▶ **AIM**: Rewrite the part of the items that opens with the line containing "point: bird eye" and runs to the end, changing "white cheek patch" to "pale cheek patch" and leaving everything else as it is.
++++ MATERIAL FOR THE TASK ++++
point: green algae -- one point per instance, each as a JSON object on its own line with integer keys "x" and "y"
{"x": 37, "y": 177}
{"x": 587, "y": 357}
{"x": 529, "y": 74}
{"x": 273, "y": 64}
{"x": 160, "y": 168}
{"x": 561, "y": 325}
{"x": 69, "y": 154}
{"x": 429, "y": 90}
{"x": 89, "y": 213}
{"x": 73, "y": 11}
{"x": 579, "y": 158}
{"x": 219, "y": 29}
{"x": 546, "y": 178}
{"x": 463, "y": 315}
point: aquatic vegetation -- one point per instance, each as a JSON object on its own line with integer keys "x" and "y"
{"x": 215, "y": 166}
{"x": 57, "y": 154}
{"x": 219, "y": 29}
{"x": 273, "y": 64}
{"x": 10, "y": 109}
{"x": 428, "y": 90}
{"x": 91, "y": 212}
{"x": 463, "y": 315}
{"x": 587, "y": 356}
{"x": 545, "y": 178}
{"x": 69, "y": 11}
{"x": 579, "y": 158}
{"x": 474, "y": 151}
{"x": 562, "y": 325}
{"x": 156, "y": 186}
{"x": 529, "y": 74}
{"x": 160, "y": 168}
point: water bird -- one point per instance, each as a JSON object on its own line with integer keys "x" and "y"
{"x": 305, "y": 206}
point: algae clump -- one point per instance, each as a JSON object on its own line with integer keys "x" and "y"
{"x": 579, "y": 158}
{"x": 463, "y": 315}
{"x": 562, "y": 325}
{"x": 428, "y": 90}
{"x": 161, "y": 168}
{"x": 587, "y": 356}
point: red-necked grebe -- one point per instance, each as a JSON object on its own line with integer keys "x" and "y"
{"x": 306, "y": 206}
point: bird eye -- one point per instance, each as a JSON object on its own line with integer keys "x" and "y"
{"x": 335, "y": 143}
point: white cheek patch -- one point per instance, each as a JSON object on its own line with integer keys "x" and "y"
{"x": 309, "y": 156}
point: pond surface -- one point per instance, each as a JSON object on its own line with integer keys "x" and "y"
++++
▶ **ANSWER IN FULL**:
point: bird eye -- one point per instance, each as a JSON object on its own line with integer keys "x" and "y"
{"x": 335, "y": 143}
point: pale cheek patch -- one point per instance, each as a JSON object on its own line with integer keys "x" and "y"
{"x": 309, "y": 156}
point: pond surface -- one point per instance, each as a JSON object on its own line with integer keys "x" and "y"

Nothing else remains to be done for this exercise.